**EXERCISE BRIEF**
Write out, word for word, every line from the one containing "Target: window pane grid" through the last line of the records below, both ends included.

★ ★ ★ ★

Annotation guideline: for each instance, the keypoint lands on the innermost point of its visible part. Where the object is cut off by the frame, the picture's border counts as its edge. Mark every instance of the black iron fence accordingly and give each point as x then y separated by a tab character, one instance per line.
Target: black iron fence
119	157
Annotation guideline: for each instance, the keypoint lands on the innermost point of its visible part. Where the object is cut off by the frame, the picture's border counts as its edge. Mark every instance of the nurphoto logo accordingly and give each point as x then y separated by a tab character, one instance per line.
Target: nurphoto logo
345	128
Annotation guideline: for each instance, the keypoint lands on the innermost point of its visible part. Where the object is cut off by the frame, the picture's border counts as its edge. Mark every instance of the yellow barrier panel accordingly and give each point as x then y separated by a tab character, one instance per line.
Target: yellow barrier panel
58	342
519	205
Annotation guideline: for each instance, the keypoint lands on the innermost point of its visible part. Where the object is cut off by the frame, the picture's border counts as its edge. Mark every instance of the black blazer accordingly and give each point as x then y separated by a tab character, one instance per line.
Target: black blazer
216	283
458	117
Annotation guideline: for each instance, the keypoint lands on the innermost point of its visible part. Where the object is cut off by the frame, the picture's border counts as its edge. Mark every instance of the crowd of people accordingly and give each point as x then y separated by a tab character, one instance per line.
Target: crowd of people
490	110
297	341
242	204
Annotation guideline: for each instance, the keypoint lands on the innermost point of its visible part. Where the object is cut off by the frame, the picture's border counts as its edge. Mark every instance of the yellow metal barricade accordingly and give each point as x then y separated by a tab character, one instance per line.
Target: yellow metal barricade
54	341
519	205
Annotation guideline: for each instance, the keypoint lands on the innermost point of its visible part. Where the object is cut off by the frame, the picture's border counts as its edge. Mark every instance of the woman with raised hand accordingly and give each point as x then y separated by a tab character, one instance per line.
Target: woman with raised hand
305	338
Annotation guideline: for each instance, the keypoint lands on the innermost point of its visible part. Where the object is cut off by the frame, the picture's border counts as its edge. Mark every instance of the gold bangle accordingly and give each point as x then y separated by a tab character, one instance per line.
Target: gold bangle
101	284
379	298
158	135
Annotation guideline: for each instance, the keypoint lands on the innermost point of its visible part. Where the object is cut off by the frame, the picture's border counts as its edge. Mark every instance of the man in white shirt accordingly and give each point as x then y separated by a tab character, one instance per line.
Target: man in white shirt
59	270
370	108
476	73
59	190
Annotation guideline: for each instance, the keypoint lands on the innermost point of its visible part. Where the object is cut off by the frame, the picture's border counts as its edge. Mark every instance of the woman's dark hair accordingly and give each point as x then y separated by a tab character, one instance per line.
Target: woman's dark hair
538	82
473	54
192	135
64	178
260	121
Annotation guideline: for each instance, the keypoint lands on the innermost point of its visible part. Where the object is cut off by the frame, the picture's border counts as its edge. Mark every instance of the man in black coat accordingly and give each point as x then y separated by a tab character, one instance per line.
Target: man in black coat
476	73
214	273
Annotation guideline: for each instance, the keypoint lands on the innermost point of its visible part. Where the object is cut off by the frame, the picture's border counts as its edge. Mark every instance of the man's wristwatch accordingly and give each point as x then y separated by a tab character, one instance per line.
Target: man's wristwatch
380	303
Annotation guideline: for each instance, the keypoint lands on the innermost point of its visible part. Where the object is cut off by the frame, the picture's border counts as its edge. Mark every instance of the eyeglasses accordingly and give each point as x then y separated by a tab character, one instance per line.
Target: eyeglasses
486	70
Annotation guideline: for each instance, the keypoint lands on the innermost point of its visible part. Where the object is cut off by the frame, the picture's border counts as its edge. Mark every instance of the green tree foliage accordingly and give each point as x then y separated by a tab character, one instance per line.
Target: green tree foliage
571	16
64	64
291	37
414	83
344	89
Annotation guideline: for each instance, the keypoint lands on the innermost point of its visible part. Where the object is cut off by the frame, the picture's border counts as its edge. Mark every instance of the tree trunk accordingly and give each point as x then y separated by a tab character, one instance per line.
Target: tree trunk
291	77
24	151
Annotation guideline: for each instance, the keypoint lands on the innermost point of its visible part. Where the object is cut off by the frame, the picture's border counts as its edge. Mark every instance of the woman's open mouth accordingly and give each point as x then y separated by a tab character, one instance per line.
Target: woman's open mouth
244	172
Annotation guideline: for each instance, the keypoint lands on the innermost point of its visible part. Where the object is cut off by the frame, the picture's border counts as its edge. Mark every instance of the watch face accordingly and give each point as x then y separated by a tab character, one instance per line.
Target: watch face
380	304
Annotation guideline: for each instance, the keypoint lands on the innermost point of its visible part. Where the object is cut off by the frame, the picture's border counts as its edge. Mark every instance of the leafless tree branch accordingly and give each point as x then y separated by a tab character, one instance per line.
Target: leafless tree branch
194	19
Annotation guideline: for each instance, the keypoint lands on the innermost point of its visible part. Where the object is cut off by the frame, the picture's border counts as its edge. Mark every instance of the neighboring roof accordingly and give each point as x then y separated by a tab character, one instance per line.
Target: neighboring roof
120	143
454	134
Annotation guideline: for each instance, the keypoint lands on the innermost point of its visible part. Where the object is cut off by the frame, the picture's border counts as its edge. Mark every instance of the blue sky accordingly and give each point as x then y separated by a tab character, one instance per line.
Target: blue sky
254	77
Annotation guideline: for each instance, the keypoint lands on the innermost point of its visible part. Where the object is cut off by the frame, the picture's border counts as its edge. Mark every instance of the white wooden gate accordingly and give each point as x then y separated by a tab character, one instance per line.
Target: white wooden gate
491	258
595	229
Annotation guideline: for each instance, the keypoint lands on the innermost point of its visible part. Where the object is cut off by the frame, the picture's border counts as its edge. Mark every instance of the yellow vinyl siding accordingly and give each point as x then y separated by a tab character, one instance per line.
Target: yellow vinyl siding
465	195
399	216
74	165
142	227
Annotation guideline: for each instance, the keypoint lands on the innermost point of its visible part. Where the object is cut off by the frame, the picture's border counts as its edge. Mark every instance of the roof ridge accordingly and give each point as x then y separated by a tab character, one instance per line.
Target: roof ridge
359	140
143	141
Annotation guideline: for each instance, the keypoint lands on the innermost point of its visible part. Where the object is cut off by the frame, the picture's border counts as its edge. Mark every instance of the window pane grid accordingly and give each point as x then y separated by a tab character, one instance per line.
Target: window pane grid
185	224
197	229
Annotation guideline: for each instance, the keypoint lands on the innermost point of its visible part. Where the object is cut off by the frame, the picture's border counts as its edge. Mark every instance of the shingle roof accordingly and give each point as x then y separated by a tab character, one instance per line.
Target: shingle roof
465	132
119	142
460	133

★ ★ ★ ★

**REPLY TO THE TASK**
Target: window pane grid
185	224
197	229
Annotation guideline: for each instance, the keypoint lands on the innermost point of its visible part. Where the object is cut off by the frame, the picture's border counts as its edge. Mark every instance of the shingle roof accordingly and give each point as x then y separated by a tab character, one instance per line.
Target: shingle roof
465	132
119	142
460	133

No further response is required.